=== Required work ===
Make an exact copy of the entries below.

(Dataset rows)
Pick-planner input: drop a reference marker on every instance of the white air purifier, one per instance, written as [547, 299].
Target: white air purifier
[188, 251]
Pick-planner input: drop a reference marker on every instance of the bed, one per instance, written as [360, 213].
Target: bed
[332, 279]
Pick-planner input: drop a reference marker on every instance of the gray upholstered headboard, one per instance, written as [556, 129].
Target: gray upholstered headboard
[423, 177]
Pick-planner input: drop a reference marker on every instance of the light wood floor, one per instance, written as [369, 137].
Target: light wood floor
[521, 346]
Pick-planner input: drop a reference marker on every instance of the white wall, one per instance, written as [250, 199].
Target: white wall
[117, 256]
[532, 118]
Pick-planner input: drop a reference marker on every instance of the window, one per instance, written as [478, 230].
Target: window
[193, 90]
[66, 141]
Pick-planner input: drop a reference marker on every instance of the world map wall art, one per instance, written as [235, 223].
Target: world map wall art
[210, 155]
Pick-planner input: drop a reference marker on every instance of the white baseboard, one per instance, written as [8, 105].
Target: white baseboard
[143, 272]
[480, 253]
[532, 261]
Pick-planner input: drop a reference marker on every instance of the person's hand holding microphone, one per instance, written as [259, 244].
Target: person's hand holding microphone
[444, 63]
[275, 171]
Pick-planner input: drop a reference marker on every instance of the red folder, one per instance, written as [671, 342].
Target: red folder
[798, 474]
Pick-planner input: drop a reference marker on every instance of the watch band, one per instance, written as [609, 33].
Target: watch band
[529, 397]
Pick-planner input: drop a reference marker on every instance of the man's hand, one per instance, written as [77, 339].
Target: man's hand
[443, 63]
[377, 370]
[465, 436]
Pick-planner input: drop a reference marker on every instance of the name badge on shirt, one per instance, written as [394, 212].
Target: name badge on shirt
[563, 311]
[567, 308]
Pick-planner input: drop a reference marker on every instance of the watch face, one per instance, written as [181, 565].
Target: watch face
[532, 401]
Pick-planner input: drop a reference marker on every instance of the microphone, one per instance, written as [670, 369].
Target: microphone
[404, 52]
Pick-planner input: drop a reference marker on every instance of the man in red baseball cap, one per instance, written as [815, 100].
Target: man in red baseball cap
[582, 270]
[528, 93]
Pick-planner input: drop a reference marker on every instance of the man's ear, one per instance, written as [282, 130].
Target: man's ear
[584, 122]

=== Result of the exercise ===
Pick-planner input: drop a reference marker on every instance of the white air purifier, one per instance, written as [547, 299].
Target: white air purifier
[188, 251]
Pick-planner input: drop a reference marker on every instance of the bed, one per instance, written as [360, 213].
Target: bed
[332, 279]
Pick-planner input: drop a reference marker on every instance of the gray upholstered headboard, one per instance, written as [556, 129].
Target: gray upholstered headboard
[423, 177]
Pick-planner input: drop a reference marker on every instance of the light wood floor, one per instance, written as [369, 137].
Target: light wood floor
[521, 346]
Pick-planner input: drop a reference marker on every instance of the white wall, one per instance, written as [250, 199].
Target: white wall
[117, 256]
[532, 118]
Pick-planner input: drop a reference marker on every instance of the window, one per instance, written as [478, 230].
Target: window
[193, 90]
[66, 141]
Pick-planner input: drop a reference marker on every instance of the world map wall art, one per instance, written as [235, 223].
Target: world map wall art
[210, 155]
Pick-planner input: drop a reference marker on every instance of the white baseboard, one per instance, written as [8, 105].
Target: white baseboard
[143, 272]
[480, 253]
[532, 261]
Pick-planner input: drop a reference marker on every instance of the person's hand holding microphone, one per instance, written as [259, 244].
Target: person's hand holding microphone
[444, 63]
[275, 171]
Pick-planner input: drop a reference marker on every instance of the red folder, one per instance, written as [671, 342].
Target: red folder
[798, 474]
Pick-planner input: drop a reference marker on every instance of the watch band, one per instance, written as [609, 33].
Target: watch band
[529, 397]
Pick-planner input: drop a reference marker on every instance of the man's hand, one per instance, written as [77, 339].
Target: man's hand
[443, 63]
[377, 370]
[465, 436]
Pick-planner input: drop a reference marker on every instance of the name badge on shirt, one per instance, written as [394, 212].
Target: name badge on shirt
[563, 311]
[567, 308]
Pick-planner input: drop a reference marker on every instance of the watch face, one per instance, written as [181, 565].
Target: watch face
[532, 401]
Pick-planner input: drop a reference marker on every instance of the microphone, one per instance, written as [670, 369].
Target: microphone
[404, 52]
Pick-planner input: drop a reference marker on every instance of the man in red baseball cap, one per instance, written as [815, 100].
Target: man in red baseball cap
[582, 270]
[528, 93]
Pick-planner input: drop a reference marker on every instance of the man's ear, one per instance, written as [282, 130].
Target: man's ear
[584, 122]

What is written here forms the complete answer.